**What you need to do:**
The lines from the one containing "the man in white" through the last one in the data: please copy those exactly, and only those, without the pictures.
====
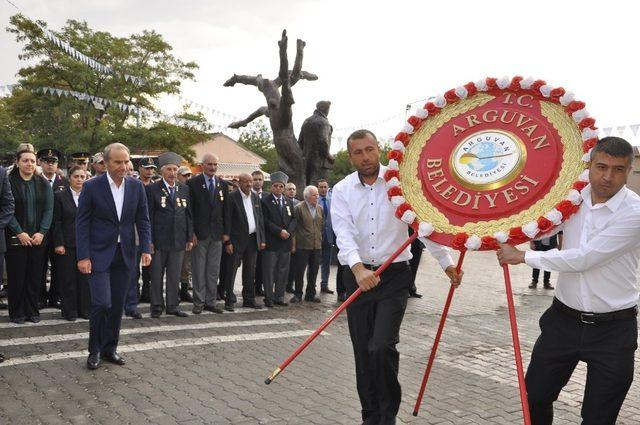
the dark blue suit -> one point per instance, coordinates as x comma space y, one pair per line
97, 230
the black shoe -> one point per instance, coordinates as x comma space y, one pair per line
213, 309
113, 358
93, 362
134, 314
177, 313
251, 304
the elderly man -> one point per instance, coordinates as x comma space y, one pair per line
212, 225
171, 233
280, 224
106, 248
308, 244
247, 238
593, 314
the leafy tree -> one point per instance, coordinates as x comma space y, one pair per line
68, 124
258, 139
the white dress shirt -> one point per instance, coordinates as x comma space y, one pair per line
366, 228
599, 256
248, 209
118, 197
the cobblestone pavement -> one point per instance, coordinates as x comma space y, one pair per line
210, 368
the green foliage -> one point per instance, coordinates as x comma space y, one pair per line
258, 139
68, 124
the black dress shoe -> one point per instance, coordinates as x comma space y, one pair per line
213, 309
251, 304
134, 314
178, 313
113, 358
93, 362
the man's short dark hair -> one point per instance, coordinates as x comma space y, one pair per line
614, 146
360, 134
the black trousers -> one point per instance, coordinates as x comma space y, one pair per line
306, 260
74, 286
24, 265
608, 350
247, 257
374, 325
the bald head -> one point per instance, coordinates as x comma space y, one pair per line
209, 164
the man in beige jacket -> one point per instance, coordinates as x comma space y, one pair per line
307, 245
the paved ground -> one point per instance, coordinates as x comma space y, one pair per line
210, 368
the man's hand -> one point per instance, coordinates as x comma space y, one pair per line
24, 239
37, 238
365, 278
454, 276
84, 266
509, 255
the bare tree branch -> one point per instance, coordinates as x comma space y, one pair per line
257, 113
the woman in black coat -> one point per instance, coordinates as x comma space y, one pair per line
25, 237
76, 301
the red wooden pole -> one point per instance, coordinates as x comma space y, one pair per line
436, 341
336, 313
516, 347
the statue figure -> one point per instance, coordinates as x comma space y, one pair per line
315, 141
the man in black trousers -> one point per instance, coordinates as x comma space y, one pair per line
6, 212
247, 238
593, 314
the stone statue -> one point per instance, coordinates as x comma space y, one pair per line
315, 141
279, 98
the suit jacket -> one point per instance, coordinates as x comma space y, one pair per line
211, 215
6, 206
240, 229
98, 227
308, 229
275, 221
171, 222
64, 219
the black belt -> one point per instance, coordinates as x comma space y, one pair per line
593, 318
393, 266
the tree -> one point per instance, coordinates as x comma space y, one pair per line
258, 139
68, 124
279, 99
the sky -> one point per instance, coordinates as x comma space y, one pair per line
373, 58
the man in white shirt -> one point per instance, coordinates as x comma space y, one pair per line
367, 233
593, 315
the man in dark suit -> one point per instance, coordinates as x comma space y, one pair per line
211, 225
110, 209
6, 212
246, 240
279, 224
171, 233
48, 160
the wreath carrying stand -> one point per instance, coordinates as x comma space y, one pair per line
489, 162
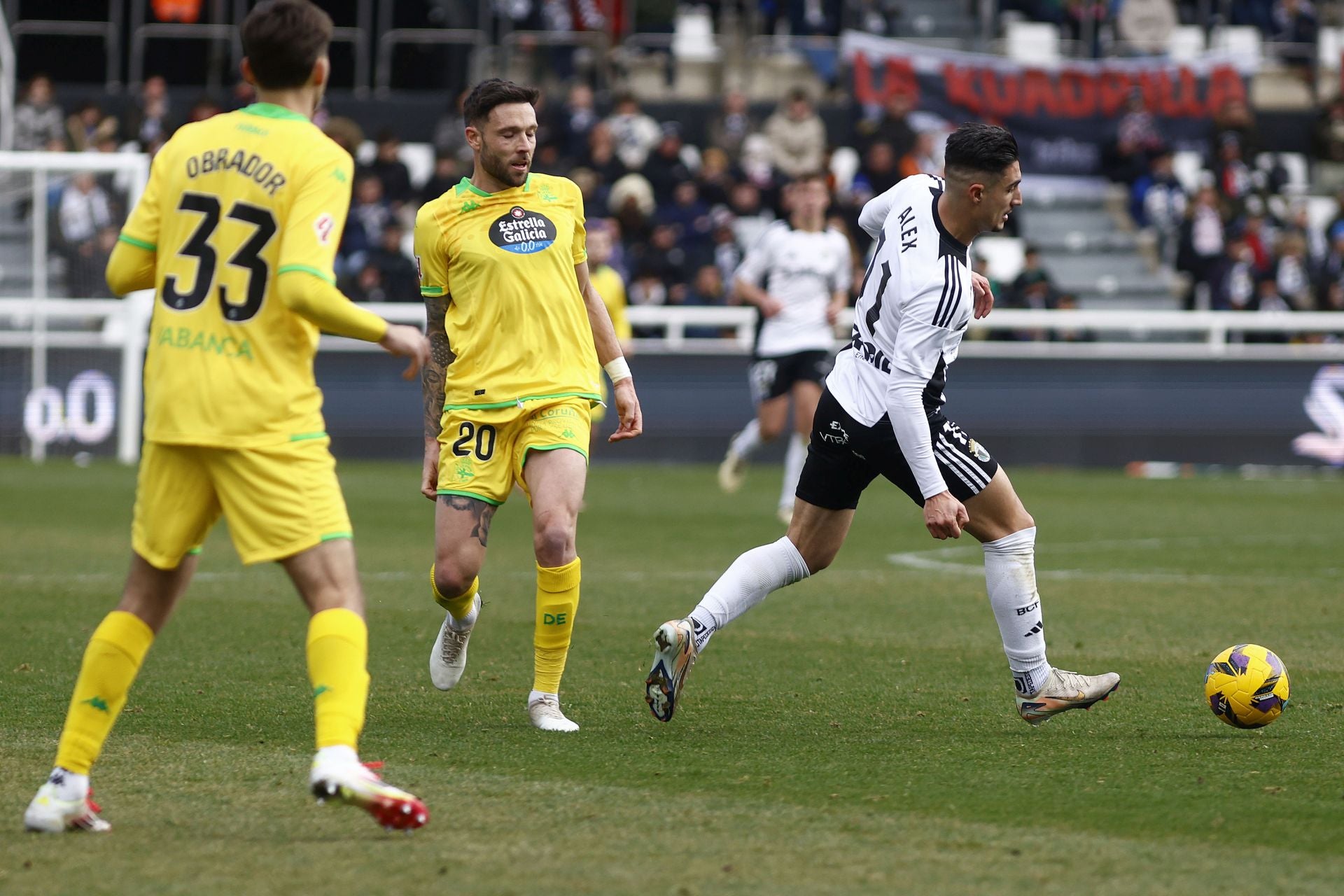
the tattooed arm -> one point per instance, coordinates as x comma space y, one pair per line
====
**Answer to the exercise:**
the man in white shirt -> one point per instance, coordinates as x comma space y, one pair per line
367, 233
593, 315
the man in dark suit -> one point per instance, coordinates as x comma space y, one pair per line
211, 225
110, 209
6, 212
246, 240
279, 224
171, 233
48, 160
the wreath carrying stand -> one point per instance, coordinates as x comma space y, one pair per line
489, 162
the tattooed arm -> one point per instance, coordinates as x comma space y, one pair per line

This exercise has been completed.